## WORK INSTRUCTION
Once you reach the line containing "[[335, 490], [179, 808]]" in the entries below, write out that line and each one after it down to the line containing "Every instance of the shadow", exactly and with nothing added.

(Records from a data source)
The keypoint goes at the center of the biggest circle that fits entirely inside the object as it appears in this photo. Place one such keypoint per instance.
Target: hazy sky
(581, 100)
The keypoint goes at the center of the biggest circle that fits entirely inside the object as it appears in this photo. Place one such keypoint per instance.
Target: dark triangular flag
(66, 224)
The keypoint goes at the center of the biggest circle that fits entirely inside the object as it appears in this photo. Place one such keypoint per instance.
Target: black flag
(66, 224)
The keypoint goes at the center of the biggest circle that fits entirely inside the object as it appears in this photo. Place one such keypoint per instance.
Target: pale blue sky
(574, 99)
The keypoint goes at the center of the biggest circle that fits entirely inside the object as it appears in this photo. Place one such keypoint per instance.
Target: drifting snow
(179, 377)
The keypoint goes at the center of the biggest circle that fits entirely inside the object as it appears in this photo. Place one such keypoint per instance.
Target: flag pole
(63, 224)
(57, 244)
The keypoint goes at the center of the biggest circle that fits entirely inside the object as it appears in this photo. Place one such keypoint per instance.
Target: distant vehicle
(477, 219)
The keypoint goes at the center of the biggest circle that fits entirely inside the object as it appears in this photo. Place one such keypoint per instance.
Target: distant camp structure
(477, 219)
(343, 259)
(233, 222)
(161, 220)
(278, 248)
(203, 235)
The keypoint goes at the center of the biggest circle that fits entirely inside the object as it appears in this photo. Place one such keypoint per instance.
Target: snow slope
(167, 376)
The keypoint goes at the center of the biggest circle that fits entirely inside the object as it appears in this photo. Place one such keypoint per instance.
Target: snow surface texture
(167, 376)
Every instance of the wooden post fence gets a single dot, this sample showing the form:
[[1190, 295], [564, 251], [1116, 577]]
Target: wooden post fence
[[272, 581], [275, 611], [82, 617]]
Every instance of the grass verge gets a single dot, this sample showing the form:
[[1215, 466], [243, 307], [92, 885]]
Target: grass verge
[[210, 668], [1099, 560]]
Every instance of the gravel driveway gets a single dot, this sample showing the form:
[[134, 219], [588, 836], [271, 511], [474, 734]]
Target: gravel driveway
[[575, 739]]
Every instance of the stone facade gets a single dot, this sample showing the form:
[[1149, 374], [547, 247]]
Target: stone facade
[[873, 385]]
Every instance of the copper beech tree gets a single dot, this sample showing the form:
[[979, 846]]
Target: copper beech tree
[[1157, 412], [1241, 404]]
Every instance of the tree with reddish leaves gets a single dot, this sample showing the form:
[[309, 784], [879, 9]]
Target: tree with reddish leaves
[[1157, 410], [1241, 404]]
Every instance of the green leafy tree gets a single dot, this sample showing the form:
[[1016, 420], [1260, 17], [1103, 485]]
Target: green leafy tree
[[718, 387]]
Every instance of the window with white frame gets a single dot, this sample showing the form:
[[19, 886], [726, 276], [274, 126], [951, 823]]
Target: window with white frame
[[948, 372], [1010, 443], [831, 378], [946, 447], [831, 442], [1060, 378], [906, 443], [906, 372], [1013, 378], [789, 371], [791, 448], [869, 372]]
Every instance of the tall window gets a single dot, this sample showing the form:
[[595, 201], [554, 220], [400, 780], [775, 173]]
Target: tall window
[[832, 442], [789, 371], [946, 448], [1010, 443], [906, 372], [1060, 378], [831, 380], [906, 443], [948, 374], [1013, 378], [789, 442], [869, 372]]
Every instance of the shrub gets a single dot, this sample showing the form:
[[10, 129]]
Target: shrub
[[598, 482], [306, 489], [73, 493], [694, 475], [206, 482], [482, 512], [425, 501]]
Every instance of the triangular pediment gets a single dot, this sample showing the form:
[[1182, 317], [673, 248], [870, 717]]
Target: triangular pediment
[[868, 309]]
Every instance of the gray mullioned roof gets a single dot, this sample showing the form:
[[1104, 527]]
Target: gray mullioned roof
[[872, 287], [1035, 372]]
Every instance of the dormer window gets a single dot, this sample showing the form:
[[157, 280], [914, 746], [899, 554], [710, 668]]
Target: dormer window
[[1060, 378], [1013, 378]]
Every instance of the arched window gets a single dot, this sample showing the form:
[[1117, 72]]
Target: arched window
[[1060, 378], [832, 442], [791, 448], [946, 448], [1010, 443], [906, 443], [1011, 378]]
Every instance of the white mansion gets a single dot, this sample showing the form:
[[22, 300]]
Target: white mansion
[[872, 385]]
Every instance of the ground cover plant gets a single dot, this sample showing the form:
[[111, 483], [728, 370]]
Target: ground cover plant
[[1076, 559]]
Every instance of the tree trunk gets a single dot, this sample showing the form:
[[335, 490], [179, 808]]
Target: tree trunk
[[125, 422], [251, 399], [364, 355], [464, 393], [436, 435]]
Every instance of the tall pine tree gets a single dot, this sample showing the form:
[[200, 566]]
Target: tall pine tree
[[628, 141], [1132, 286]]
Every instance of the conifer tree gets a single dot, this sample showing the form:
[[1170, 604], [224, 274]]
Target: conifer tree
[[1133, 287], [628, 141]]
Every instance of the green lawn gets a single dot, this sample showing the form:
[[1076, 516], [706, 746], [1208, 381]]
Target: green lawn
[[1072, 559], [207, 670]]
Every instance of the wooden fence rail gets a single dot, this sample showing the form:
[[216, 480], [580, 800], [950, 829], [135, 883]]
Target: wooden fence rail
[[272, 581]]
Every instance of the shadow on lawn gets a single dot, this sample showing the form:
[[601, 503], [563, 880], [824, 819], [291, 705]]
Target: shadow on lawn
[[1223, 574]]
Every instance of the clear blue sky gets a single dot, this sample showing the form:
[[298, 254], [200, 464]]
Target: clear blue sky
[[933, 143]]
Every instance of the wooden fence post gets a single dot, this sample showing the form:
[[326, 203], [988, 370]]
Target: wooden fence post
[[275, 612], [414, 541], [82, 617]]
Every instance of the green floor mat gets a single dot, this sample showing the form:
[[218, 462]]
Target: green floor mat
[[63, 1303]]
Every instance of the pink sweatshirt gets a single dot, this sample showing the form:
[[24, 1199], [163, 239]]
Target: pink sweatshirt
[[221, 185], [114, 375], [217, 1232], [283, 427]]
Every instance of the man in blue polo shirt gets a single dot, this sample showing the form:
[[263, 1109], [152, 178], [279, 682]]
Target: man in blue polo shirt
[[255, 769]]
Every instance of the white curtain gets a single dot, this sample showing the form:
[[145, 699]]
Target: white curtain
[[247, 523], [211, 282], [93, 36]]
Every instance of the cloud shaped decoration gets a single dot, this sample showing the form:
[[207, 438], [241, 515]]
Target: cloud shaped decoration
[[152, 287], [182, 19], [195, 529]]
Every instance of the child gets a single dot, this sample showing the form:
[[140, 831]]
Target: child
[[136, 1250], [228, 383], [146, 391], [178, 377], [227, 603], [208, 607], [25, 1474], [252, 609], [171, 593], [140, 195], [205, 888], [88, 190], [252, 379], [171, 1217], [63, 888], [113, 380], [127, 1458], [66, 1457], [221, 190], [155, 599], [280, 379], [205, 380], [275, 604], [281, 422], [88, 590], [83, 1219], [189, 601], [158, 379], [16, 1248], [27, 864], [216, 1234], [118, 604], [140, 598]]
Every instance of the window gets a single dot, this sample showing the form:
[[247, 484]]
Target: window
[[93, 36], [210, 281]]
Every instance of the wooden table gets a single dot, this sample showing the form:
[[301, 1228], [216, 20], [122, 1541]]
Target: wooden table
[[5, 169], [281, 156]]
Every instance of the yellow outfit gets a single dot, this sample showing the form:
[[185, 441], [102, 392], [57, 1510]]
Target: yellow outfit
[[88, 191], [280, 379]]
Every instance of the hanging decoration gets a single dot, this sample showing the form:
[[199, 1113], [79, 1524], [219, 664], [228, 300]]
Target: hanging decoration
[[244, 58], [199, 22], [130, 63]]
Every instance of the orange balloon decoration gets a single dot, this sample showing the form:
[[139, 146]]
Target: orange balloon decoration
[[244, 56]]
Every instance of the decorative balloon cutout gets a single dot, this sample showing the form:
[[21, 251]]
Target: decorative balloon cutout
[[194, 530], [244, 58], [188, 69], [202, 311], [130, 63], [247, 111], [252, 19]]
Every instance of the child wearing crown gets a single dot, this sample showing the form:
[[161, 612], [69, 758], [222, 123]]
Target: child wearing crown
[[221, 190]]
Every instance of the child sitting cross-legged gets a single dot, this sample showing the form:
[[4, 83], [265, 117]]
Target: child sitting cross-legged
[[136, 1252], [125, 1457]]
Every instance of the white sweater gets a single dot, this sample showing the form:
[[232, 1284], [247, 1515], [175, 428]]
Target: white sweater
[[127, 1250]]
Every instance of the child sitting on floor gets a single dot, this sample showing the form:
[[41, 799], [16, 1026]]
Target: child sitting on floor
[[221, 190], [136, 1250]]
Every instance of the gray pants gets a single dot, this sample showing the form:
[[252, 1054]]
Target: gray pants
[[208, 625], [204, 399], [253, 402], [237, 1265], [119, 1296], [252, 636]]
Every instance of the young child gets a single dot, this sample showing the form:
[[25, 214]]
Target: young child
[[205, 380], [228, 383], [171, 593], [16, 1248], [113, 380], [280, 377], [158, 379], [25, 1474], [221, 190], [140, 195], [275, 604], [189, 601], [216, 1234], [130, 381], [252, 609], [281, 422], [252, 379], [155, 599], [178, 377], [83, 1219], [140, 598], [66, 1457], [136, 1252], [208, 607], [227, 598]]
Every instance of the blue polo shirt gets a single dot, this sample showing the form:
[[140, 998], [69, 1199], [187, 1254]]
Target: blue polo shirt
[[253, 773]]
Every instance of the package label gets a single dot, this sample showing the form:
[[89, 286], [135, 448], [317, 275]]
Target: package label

## THE COMPLETED TASK
[[335, 490], [179, 808]]
Target: tree trunk
[[125, 422], [251, 399], [364, 355], [464, 393], [436, 435]]
Every instance of the tall pine tree gets a single dot, this sample showing the form:
[[200, 566]]
Target: tall pine tree
[[628, 141], [1132, 286]]
Every instance of the conifer tree gets a single dot, this sample showing the form:
[[1170, 604], [224, 274]]
Target: conifer tree
[[1133, 287], [628, 141]]
Every instance of the green lawn gets a single dot, this sample showing the form:
[[1076, 516], [706, 746], [1208, 381]]
Target: green lawn
[[1072, 559], [207, 670]]
Every instance of the wooden fence rail gets a single dot, this sample showing the form:
[[216, 480], [580, 800], [950, 829], [135, 883]]
Target: wooden fence rail
[[272, 581]]
Every instance of the shadow on lawn gets a single dot, this sample showing the form:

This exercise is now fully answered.